**Provided text**
= = =

Is India’s huge outsourcing industry under threat from AI?

User avatar placeholder

Published: 16:16, March 20, 2026

India’s outsourcing industry is huge. It is a crucial source of office jobs and has helped millions of people join the ranks of the middle class.

According to Nasscom President Rajesh Nambiar, the Indian technology sector is forecast to surpass the annual $300 billion mark in 2026. The tech sector, in this context, includes all outsourcing services and the back-office industry.

According to an article published by TradeArabia in February 2026:

“The country’s IT sector is projected to grow by 5.1% in the financial year 2024-25 (FY25), reaching revenues of $282.6 billion, driven by easing tariff and trade tensions and rising AI investments. The sector is expected to surpass the $300 billion mark in the upcoming fiscal, reflecting a 6% rise from FY25 levels, Nasscom president Rajesh Nambiar announced at the Nasscom Technology Leadership Forum.”

Huge transformation

Since about 1990, India’s software industry has transformed the white-collar employment market. Outsourcing employees today enjoy relatively strong purchasing power and have been helping drive the country’s impressive GDP growth rate. This year, India is expected to have the fastest-growing economy in the world.

= = =

**Extracted records**
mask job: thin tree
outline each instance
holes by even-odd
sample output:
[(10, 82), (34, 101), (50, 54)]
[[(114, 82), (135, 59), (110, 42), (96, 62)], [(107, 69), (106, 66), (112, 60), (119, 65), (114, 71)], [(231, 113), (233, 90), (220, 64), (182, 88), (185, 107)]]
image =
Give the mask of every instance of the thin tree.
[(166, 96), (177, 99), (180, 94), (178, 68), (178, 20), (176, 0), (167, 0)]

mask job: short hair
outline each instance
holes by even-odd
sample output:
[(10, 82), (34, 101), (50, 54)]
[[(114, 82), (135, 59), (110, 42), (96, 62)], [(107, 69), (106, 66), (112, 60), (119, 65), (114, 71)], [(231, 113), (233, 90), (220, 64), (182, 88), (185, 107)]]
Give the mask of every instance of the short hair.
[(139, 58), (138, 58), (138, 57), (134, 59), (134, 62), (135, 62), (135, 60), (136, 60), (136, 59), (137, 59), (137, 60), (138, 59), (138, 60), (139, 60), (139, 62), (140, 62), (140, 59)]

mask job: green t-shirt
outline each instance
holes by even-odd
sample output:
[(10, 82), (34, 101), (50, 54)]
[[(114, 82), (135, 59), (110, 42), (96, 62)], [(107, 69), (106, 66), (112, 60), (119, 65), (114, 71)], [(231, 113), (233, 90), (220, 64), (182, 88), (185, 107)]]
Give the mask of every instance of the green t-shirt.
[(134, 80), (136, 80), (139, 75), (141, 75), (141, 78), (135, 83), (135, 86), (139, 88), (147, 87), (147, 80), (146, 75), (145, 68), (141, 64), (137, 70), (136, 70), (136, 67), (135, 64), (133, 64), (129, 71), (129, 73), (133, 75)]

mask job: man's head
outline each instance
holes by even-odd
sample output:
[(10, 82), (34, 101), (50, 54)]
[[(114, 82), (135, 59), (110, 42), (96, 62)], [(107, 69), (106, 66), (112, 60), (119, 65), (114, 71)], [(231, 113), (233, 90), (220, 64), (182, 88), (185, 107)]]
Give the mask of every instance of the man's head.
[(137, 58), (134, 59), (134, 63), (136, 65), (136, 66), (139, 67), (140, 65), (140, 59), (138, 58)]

= = =

**Actions to take**
A: In the article on India's outsourcing industry, by what percentage was the country's IT sector projected to grow in FY25?
B: Resume the article on India's outsourcing industry from its last sentence and keep writing.

**Per-task outputs**
A: 5.1%

B:
Cities such as Gurugram, Hyderabad, and Bengaluru have seen rapidly rising demand for restaurants, cars, apartments, private schools, healthcare services, luxury retail, financial services, and other premium goods and services.

However, the NIFTY IT Index, which tracks India’s ten largest software companies, has declined by approximately 20% this year. The market capitalization of these top tech businesses has fallen by tens of billions of dollars. “Market capitalization” refers to the total value of a company’s outstanding shares, or the share price times the number of shares in circulation.

An artificial intelligence (AI) program called Claude, created by Anthropic, released a new tool which the company claimed could automate key compliance, data, and legal processes. News of the AI tool became public in February 2026. Investors, who rightly concluded that this new development could impact an important part of India’s labor-intensive outsourcing sector, started selling NIFTY IT shares.

According to a BBC article:

“The panic has intensified thereafter as more founders raised the alarm about IT services disappearing by 2030. Some CEOs have even warned that AI could eliminate 50% of entry-level white-collar jobs.”

India’s largest IT companies have tried to calm nerves by saying that fears reported by the press have been exaggerated. Although some jobs will certainly disappear, others will be created, they explained. However, most economists believe that, overall, more jobs will be lost than created, resulting in a net decline in employment.

Nobody knows for certain what will happen to India’s outsourcing sector over the next five years or so. We shall have to wait and see.